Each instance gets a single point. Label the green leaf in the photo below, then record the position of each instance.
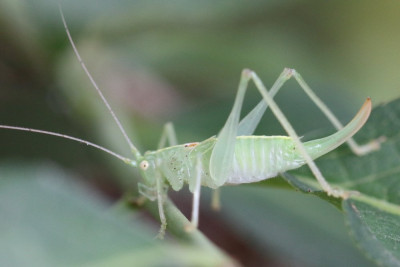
(49, 219)
(376, 231)
(373, 215)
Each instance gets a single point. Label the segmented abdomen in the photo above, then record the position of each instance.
(262, 157)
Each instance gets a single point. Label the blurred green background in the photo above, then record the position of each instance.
(180, 61)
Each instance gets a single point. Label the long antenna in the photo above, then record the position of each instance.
(126, 160)
(134, 150)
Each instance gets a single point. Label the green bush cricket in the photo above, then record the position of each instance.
(235, 156)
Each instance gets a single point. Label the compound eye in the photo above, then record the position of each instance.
(144, 165)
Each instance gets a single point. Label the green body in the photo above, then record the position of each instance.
(255, 158)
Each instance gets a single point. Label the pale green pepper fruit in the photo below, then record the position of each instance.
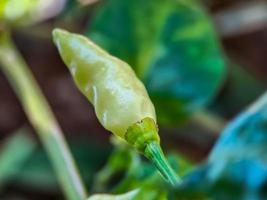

■ **JOB**
Reproduce the entire listing above word for word, leaving out the pictures.

■ **WRITTEN ANSWER**
Each instance gets a single point. Label the green leaf in the photo below, then record the position of each instance.
(49, 219)
(376, 231)
(373, 215)
Each instance gets a single point. Label the segmented abdomen in the photo above, then record the position of each instance.
(262, 157)
Each instance gets a single point. Label the blurred green background in the photo above, then record the position of each instance.
(180, 61)
Each instance gets a single point. Label the long antenna in the photo above, then record the position of each instance.
(126, 160)
(134, 150)
Each instance gets a single point. Label the green bush cricket in the photo above, then record the position of each instance.
(235, 156)
Each instance gets a single point. Label the compound eye in the photo above, then record the position of each instance.
(144, 165)
Each instance gets a single point. Label the green body in the photo above, then record the position of each instance.
(255, 158)
Each instance gets a single point. Label the pale green pepper fruit in the photo below, then record the position of each instance.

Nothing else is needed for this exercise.